• _Directive_:
Please render as a numbered list only the lines of the items starting with the line containing "tag the pebble on riverbed" and going on through the line containing "<point>397,105</point>", with both of those lines included and any blank lines left out.

• _Task inputs_:
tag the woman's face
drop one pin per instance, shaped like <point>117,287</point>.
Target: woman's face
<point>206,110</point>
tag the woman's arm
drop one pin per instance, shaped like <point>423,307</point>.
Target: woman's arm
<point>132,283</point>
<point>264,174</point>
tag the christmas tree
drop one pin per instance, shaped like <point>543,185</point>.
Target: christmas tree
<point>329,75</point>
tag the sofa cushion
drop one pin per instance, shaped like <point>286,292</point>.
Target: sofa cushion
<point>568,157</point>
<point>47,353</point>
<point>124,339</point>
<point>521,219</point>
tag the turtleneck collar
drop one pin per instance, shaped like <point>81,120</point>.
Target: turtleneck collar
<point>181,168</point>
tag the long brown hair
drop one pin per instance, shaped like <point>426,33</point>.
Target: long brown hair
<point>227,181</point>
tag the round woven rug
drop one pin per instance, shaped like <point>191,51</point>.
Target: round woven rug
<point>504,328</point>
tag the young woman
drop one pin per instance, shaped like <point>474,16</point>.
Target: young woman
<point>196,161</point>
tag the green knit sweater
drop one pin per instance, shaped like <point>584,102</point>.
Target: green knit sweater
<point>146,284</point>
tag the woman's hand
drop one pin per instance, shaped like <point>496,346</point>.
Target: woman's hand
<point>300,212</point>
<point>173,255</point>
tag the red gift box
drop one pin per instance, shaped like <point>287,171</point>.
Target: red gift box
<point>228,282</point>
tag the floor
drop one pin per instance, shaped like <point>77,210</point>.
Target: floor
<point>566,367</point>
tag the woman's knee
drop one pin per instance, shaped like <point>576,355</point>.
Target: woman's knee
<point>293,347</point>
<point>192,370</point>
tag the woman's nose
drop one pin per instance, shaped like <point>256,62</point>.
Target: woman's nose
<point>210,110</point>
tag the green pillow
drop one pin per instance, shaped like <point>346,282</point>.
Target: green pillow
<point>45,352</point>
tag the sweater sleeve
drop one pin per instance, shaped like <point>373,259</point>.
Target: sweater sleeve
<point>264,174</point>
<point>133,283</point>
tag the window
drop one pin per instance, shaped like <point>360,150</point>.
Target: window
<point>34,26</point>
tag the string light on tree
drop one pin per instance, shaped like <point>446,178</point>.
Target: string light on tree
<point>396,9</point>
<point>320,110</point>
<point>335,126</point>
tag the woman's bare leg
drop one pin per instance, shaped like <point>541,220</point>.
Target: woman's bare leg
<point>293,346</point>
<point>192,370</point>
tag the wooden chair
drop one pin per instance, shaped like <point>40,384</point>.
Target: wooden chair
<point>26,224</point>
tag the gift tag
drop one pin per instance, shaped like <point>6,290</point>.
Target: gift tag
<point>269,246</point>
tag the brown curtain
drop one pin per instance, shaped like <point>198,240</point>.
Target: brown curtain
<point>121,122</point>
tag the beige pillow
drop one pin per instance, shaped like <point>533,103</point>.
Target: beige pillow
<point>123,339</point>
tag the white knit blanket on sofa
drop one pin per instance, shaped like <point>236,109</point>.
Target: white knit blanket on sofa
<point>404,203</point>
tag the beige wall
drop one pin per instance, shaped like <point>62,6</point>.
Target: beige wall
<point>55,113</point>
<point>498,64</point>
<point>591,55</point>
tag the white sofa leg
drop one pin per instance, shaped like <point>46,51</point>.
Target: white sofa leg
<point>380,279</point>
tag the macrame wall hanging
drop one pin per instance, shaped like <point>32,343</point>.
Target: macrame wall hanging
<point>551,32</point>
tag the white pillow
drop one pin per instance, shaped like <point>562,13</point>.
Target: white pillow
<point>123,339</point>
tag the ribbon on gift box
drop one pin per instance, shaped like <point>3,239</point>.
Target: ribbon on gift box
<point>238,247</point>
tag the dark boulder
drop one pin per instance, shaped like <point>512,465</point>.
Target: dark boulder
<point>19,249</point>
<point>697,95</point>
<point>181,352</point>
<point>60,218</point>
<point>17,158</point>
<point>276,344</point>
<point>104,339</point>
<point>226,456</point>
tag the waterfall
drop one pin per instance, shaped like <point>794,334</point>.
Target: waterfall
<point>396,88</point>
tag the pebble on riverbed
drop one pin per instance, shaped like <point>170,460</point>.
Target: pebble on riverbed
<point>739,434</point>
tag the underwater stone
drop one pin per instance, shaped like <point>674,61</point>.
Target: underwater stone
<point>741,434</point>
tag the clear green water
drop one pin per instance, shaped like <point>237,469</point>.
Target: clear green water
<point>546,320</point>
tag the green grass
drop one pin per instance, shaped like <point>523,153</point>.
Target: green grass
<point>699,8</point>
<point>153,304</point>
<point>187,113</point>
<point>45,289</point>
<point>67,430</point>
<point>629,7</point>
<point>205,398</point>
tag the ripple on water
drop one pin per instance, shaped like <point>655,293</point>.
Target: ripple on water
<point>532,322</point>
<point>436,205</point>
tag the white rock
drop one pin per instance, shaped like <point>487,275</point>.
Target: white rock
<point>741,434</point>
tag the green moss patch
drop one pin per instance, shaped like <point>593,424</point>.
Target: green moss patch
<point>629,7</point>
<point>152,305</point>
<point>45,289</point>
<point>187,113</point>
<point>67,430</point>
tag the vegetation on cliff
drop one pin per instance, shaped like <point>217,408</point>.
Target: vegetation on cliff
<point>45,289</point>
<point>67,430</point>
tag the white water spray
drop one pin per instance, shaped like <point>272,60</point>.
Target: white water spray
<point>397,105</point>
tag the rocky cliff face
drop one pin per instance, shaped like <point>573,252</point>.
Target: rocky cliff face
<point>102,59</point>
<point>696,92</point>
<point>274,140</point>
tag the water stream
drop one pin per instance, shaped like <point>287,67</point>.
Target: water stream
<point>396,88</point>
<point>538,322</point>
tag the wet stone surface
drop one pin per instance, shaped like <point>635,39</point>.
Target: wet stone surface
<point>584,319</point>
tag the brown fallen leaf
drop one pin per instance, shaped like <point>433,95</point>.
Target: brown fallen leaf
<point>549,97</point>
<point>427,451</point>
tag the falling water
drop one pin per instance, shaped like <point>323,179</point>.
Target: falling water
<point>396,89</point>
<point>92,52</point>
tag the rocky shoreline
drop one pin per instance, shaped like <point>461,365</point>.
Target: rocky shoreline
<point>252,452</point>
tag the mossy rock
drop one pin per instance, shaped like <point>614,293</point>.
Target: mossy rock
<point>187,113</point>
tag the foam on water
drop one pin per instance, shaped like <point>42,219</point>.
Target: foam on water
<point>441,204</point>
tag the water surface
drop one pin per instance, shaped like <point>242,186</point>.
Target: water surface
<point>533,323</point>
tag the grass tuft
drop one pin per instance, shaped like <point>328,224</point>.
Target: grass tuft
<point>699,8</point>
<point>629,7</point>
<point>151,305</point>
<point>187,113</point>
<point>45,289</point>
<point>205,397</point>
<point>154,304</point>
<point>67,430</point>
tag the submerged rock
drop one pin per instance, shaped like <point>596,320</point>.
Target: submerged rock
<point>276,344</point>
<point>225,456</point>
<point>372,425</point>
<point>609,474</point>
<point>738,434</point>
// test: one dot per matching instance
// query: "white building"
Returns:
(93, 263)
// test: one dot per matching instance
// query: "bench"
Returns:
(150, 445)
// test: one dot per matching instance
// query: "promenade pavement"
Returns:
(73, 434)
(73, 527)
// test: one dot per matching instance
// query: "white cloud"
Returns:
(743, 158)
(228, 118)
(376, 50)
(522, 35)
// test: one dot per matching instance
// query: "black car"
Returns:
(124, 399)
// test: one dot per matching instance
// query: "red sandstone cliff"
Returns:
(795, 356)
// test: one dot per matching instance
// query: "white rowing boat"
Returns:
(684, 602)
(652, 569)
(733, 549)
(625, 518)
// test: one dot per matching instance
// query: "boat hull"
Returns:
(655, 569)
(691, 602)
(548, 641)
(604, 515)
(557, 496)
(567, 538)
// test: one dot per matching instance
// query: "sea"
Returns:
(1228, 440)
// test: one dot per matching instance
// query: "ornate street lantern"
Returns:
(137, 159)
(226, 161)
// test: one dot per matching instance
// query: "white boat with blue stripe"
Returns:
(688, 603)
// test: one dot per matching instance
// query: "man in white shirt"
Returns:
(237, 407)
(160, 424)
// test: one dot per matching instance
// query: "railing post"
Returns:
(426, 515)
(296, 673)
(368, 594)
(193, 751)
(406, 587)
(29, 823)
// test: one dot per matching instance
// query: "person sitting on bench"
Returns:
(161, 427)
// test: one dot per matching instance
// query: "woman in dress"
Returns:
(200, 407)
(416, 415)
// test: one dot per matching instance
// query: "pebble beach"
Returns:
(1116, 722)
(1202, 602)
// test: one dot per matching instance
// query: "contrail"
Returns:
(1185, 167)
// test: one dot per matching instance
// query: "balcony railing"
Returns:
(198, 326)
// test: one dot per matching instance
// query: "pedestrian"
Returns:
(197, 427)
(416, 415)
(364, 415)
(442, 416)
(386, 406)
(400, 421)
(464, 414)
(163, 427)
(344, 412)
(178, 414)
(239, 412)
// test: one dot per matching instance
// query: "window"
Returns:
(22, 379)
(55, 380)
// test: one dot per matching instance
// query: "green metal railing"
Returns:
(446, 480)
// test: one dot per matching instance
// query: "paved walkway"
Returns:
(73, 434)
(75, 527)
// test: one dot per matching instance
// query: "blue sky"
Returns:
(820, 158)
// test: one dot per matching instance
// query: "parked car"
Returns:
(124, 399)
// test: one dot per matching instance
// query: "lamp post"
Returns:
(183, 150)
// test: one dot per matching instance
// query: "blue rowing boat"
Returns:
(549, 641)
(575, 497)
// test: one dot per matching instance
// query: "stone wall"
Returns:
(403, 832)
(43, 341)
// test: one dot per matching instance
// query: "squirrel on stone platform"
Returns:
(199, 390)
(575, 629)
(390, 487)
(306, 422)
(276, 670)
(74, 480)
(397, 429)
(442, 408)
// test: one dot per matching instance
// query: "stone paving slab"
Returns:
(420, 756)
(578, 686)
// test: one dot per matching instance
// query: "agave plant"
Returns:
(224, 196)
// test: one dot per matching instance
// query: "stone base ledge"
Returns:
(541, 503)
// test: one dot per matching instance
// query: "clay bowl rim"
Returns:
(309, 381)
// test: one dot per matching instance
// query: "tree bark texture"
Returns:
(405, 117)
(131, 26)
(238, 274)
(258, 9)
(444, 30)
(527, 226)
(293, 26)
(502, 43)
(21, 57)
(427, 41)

• _Written response_:
1. tag the pebble on riverbed
2. drop one pin per instance, shaped like <point>170,460</point>.
3. Target: pebble on riverbed
4. <point>739,434</point>
5. tag the underwater stone
6. drop one pin per instance, shaped like <point>674,61</point>.
7. Target: underwater stone
8. <point>741,434</point>
9. tag the clear green water
10. drop one pin per instance, shaped like <point>237,469</point>.
11. Target: clear green water
12. <point>546,320</point>
13. tag the green grass
14. drop one pin per instance, shaped like <point>523,153</point>.
15. Target: green grass
16. <point>699,8</point>
17. <point>153,304</point>
18. <point>187,113</point>
19. <point>45,289</point>
20. <point>67,430</point>
21. <point>629,7</point>
22. <point>205,398</point>
23. tag the ripple on water
24. drop one pin per instance, shaped like <point>655,293</point>.
25. Target: ripple on water
26. <point>532,322</point>
27. <point>436,205</point>
28. tag the white rock
29. drop one pin per instance, shaped like <point>487,275</point>.
30. Target: white rock
31. <point>741,434</point>
32. tag the green moss patch
33. drop one pin per instance, shaped like <point>593,424</point>.
34. Target: green moss patch
35. <point>629,7</point>
36. <point>152,305</point>
37. <point>45,289</point>
38. <point>187,113</point>
39. <point>67,430</point>
40. tag the vegetation on cliff
41. drop one pin per instance, shaped like <point>217,408</point>.
42. Target: vegetation on cliff
43. <point>45,289</point>
44. <point>67,430</point>
45. tag the white water spray
46. drop one pin per instance, shaped like <point>272,60</point>.
47. Target: white water spray
48. <point>397,105</point>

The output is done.